> _Alıştırmalar_:
1 - Soyer'in İzmir hakkındaki sözlerini aktaran metinde geçen "Hepimiz vergi veriyoruz." cümlesini İngilizceye çevirin.
2 - Soyer'in İzmir hakkındaki sözlerini aktaran metne göre 2019 yılı için İzmir'e ne kadar bütçe ayrıldı?
3 - Soyer'in İzmir hakkındaki sözlerini aktaran haberi kaldığı yerden sürdürün.

> _Alıntılanan Metin_:
________________
Geçtiğimi günlerde Nihat Zeybekci’nin katılım gösterdiği genç kürsü programında kız ve erkeklerin “haremlik ve selamlık” oturduğuna yönelik yorumu sorulan Soyer, “İzmir’in dinamiklerini köklerini, ruhunu geleneklerini anlamak lazım. Bu şehirde eğer aday olacaksanız bunu anlamanız lazım. Eğer değilsen misafir gibi oluyorsunuz. Misafire saygıda kusur etmemeye çalışıyoruz” dedi.

İZMİR ADİL KONUMLANDIRMA İLE MUHATAP OLMUYOR! 

İzmir'in hükümetten yeterli yatırım ve kaynak alamadığı noktasında da açıklamalar yapan Soyer,  “İzmir adil bir konumlandırma ile muhatap olmuyor. İzmirli bunu anlıyor, görüyor diye düşünüyorum. Metro meselesi çok çıplak bir örnek. 2019 yılı için Ankara ve İstanbul’a milayarlarca bütçe ayrılırken İzmir’e 30 bin TL bütçe ayrılıyor oluşu kabul edilebilir bir şey değil. Hepimiz vergi veriyoruz. Sonuçta bu vergilerimizin adil dağıtılmasını bekliyoruz. Kente ayrımcılıkla muamele ediliyorsa o kent bunun gereğini yapacaktır” ifadelerini kullandı.
________________
> _Çıkarılan Bilgiler_:
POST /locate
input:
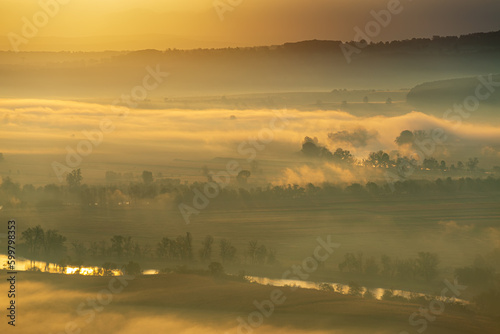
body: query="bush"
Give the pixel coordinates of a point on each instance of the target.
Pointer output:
(132, 268)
________________
> _Görev Yanıtları_:
1 - We all pay taxes.

2 - 30 bin TL.

3 -
İZMİR’İN COŞKUSUNU GÖRÜP COŞMAMAK MÜMKÜN DEĞİL 

“Gerekirse Fuarı özelleştireceğiz “ söylemi ile ilgili açıklaması ve Zeybekci’nin “CHP adayımız sonradan coştu” söylemiyle ilişkin değerlendirmesi sorulan Soyer,  “İzmirde bir coşku var, onu söyleyeyim. İzmir fuarının 12 ay çalışması lazım, canlı olması lazım, 1 gününün boş geçmemesi lazım. Geçen her boş gün İzmir’e zarar yazıyor. Fuarı cıvıl cıvıl kullanıyor olmamız lazım. Yanına da kongre merkezi yapacağız. Bunu anlatırken gerekirse özelleştirmek derken profesyonel hizmet almak anlamında söyediğimi ifade ettim, böyle de düşünüyorum. Biz mevcut kadroyla, yönetim anlayışıyla topu topu 2 uluslararası fuar düzenliyorsak ne yapıp edip bunu 11, 12 aya çıkarmalıyız. Birilerini üzmeyeceğiz diye İzmir’e haksızlık edemeyiz. Evet, İzmir’in coşkusunu görüp coşmamak mümkün değil. O coşmuyor olabilir ama benim coşmamam mümkün değil” ifadelerini kullandı.

KOCAOĞLU İLE AYRI ÇALIŞMAMIZ SEÇİM STRATEJİSİ!

İzmir Büyükşehir Belediye Başkanı Aziz Kocaoğlu ile alanda birlikte çalışmamasına yönelik soru üzerine konuya açıklık getiren Soyer, bunun seçim stratejisi olduğunu belirterek, “Aziz Başkan rahat ettiği, etki yapacağını düşündüğü yerlere gidiyor. Beraber gideceğimiz yerler de var. Kampanya sürecinde ayrı yolları ayırmamız daha pozitif etki edecek diye düşündük. Yoksa hiçbir sıkıntı yok” dedi.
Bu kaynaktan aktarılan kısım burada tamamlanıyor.